**** TEXT EXTRACT

I want to do this installment a little differently.
Modern painter and educator Hans Hofmann prescribed one book to his students on an introductory syllabus for his art school, the Hans Hofmann School of Fine Arts in Provincetown, Massachusetts. The first line on the syllabus read: “It is recommended to students planning to join the Hans Hofmann School to read Sheldon Cheney’s (1934) book - Expressionism in Art.” The remainder of the page described the extensive and “necessary materials” for drawing and painting— all of which, as noted, could be purchased upon arrival in Provincetown. An outdoor easel, turpentine, charcoal paper, Rubens no. 7 flat brush with “some short, some long bristles,” oil paints in specific colors (cadmium lemon, cerulean blue, alizarine crimson, burnt umber, etc.), and…Expressionism in Art.
I got my hands on a vintage 1st edition copy as soon as humanly possible and it has been sitting on my desk in all of its tattered glory for nearly a year. I’ve been itching to read it, obviously, but I felt (and still feel) intimidated by its importance! Before reading it, I wanted to peer into the layered history of Hofmann, his school for the arts, and to think a little deeper about why he might have chosen this exact book. What messages did it have for art students at the time? Why was it the only book Hofmann listed?
Like my usual BOOK CLUB writings, I’ll include some of my personal recommendations at the end. Think of these as what I’d urge my own imaginary art students to read. Or, if his Provincetown school still existed and I had the luck to be a student, this would be a short list of what I would gravitate toward and share with my most-trusted classmates. Pretending I was there in Provincetown is my idea of a thrilling time!
Previous BOOK CLUB issues:
Vol. 1 - French clothing brand Sessún
Vol. 2 - Dakota Johnson’s Architectural Digest home tour
Vol. 3 - Finn Juhl's Copenhagen modern house
Vol 4 - Catalan architect Ricardo Bofill and his lofty bookshelves in Barcelona
Who was Hans Hofmann, and what’s this about his school for art?
“Hans Hofmann (1880–1966) is one of the most important figures of postwar American art. Celebrated for his exuberant, color-filled canvases, and renowned as an influential teacher for generations of artists—first in his native Germany, then in New York and Provincetown—Hofmann played a pivotal role in the development of Abstract Expressionism.

********
**** SUPPLIED MATERIAL

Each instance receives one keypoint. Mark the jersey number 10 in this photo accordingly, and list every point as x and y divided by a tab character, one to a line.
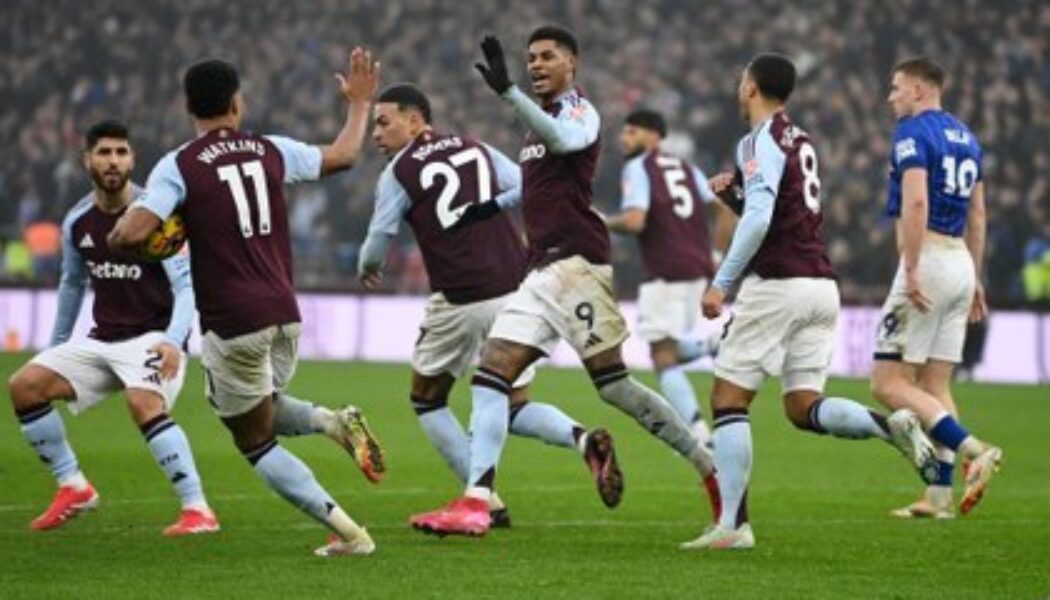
960	180
231	174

********

→ GOALS
1. In the piece on Hans Hofmann's art school, which book did the syllabus recommend that incoming students read?
2. Resume the piece on Hans Hofmann and his Provincetown school, picking up right after its final sentence.

→ RESULTS IN ORDER
1. Sheldon Cheney's 1934 book, Expressionism in Art.

2.
Between 1900 and 1930, Hofmann’s early studies, decades of painting, and schools of art took him to Munich, to Paris, then back to Munich. By 1933, and for the next four decades, he lived in New York and in Provincetown. Hofmann’s evolution from modern art teacher to pivotal modern artist brought him into contact with many of the foremost artists, critics, and dealers of the twentieth century: Henri Matisse, Pablo Picasso, Georges Braque, Wassily Kandinsky, Sonia and Robert Delaunay, Betty Parsons, Peggy Guggenheim, Lee Krasner, Jackson Pollock, and many others. His successful career was shepherded by the postwar modern art dealer Sam Kootz, secured by the art historian and critic Clement Greenberg, and anchored by the professional and personal support of his first wife, Maria ‘Miz’ Wolfegg (1885–1963).
Already 64 by the time of his first solo exhibition at Art of This Century in New York in 1944, Hofmann balanced the demands of teaching and painting until he closed his school in 1956. Doing so enabled him to renew focus on his own painting during the heyday of Abstract Expressionism. For the next twenty years, Hofmann’s voluminous output—powerfully influenced by Matisse’s use of color and Cubism’s displacement of form—developed into an artistic approach and theory he called ‘push and pull,’ which he described as interdependent relationships between form, color, and space. From his early landscapes of the 1930s, to his ‘slab’ paintings of the late 1950s, and his abstract works at the end of his career upon his death in 1966, Hofmann continued to create boldly experimental color combinations and formal contrasts that transcended genre and style.”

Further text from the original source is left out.